▶ Work required
Copy the listing from its first line through the line containing "[52,121,153,242]", substituting "green leaves" for "green foliage" and leaving every other part unchanged.

———

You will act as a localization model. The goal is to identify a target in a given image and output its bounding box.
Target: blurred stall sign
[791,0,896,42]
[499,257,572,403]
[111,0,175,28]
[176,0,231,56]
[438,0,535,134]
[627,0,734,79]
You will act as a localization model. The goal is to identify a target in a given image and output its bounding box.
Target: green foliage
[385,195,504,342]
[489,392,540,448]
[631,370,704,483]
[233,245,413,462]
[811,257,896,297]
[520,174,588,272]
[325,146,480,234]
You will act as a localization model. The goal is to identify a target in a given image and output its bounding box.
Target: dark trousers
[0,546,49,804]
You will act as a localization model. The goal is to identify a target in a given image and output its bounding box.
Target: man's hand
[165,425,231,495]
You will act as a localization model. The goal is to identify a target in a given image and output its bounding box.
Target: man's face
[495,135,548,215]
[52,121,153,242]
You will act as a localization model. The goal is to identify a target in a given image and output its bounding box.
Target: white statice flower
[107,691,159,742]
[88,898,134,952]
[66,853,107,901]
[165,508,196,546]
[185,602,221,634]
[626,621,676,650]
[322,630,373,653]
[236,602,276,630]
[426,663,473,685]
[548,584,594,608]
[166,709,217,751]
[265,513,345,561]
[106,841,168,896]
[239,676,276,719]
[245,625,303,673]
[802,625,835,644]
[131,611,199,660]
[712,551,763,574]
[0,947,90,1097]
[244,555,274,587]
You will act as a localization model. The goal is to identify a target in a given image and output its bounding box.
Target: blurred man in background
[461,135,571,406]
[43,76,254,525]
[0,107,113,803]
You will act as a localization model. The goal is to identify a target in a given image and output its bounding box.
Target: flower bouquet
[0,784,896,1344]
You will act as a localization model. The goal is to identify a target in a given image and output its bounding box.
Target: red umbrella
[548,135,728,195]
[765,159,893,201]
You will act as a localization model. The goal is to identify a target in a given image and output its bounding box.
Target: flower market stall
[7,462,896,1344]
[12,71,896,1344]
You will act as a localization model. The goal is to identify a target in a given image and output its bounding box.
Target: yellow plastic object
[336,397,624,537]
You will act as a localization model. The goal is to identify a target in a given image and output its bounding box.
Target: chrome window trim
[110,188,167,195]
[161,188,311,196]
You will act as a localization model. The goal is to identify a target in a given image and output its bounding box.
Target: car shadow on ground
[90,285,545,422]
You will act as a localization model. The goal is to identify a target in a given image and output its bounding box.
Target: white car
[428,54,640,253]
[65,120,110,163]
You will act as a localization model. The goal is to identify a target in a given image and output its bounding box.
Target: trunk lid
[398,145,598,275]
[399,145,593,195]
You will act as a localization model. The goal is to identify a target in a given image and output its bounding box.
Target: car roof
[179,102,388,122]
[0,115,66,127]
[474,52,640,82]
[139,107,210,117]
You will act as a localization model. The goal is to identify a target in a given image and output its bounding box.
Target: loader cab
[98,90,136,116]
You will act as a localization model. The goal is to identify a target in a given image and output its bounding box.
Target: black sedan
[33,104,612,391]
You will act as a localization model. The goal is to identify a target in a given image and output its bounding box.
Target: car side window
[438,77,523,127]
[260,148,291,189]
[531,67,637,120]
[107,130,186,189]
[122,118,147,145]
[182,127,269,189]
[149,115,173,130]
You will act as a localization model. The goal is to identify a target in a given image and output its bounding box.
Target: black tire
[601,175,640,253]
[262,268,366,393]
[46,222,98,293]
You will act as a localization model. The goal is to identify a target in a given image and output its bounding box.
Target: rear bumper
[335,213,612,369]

———

▶ Worked solution
You will act as a localization model. The goal is to identify a target in a given image and output its bounding box.
Target: blurred stall sign
[791,0,896,42]
[499,257,572,403]
[111,0,175,28]
[176,0,231,56]
[438,0,535,134]
[627,0,734,79]
You will act as a localization model. The goal is to identify a target in a given image and output its bounding box.
Target: green leaves
[385,195,504,342]
[489,392,540,448]
[631,370,704,483]
[233,245,413,462]
[811,257,896,297]
[520,174,588,272]
[325,146,480,234]
You will act as a localization model. The goal is to identify a target in a given image and output its bounding box.
Target: dark trousers
[0,546,49,804]
You will act as a localization model. The goal is to identify a target in a given image and output its bounding box.
Target: man's hand
[165,425,231,495]
You will act as a localization model. The goal is to identify a target in a given image and output its bounding box.
Target: man's face
[495,135,548,215]
[52,121,153,242]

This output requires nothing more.